Top of EXCERPTED PASSAGE

Tips for Bikers to Combat Plantar Fasciitis and Heel Pain

Cyclists and Heel Pain, University Foot and Ankle Institute

Since 1995, Americans’ interest in biking has been on the upswing. With the wind whipping through your hair and nothing but the trail ahead of you, it’s easy to see why biking is becoming more popular than ever. And though almost every age demographic has seen significant hikes in bike rides per year, one population is clearly at the front of the pack: Seniors.

Cyclists in the 60-79 age group constitute about 22% of growth in biking, and their bike trips account for more than a third of the overall gain. And can you blame them? Cycling is a fun, relatively inexpensive aerobic activity, accommodating to pros and beginners alike. And it’s easy on the joints, too.

Plantar Fasciitis and Bicycling

Biking is one of the best low-impact sports around, but you can still get hurt if you haven’t done your due diligence. Traumatic injuries while biking are rare, but stress injuries are rather common. This makes sense when you think about it. The constant, repetitive motion of pedaling comes with an inherent risk of overuse.

One of these injuries is plantar fasciitis. While bicycling doesn’t necessarily cause plantar fasciitis, factors like footwear, bike fit, and technique can contribute to, or exacerbate, overuse injuries.

Plantar fasciitis is one of the most common causes of heel pain in adults, affecting between 1 and 2 million Americans each year. Plantar fasciitis is most likely to strike between the ages of 40-60.

The condition refers to the inflammation of the plantar fascia, the thick band of tissue connecting the heel to the front of the foot. Miniscule tears can open up along this band of tissue, and refuse to heal, as a result of overuse. Some doctors believe that the condition can be degenerative.

Without rest and proper treatment, these tears can cause stabbing heel pain and can cut into your work and playtime.

Take Time to Get the Right Shoe Fit

People with flat feet or high arches are both more susceptible to plantar fasciitis than your average Joe. This is because both of these structural abnormalities tend to increase the load the fascia must take on with each step.

Bottom of EXCERPTED PASSAGE
Top of SOURCE DATA

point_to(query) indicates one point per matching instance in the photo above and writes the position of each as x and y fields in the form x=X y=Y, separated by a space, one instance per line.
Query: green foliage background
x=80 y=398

Bottom of SOURCE DATA

### ACTIVITY LIST
[1] State whether each statement agrees with the article on cyclists and heel pain. Answer yes or no, and quote the words from the article that decide it.
(a) Traumatic injuries while biking are common.
(b) Plantar fasciitis is most likely to strike between the ages of 40 and 60.
(c) Bicycling necessarily causes plantar fasciitis.
[2] Answer these questions using the article on cyclists and heel pain.
(a) Since what year has Americans’ interest in biking been rising?
(b) About what percentage of growth in biking do cyclists in the 60-79 age group constitute?
(c) How many Americans does plantar fasciitis affect each year?
[3] Translate this sentence from the article on cyclists and heel pain into Spanish: "Plantar fasciitis is one of the most common causes of heel pain in adults, affecting between 1 and 2 million Americans each year."
Rely only on the article on cyclists and heel pain; the listing plays no part.

### RESPONSES FOR EACH TASK
[1]
(a) No: "Traumatic injuries while biking are rare"
(b) Yes: "Plantar fasciitis is most likely to strike between the ages of 40-60."
(c) No: "bicycling doesn’t necessarily cause plantar fasciitis"

[2]
(a) 1995
(b) About 22%
(c) Between 1 and 2 million

[3] La fascitis plantar es una de las causas más comunes de dolor de talón en adultos y afecta a entre 1 y 2 millones de estadounidenses cada año.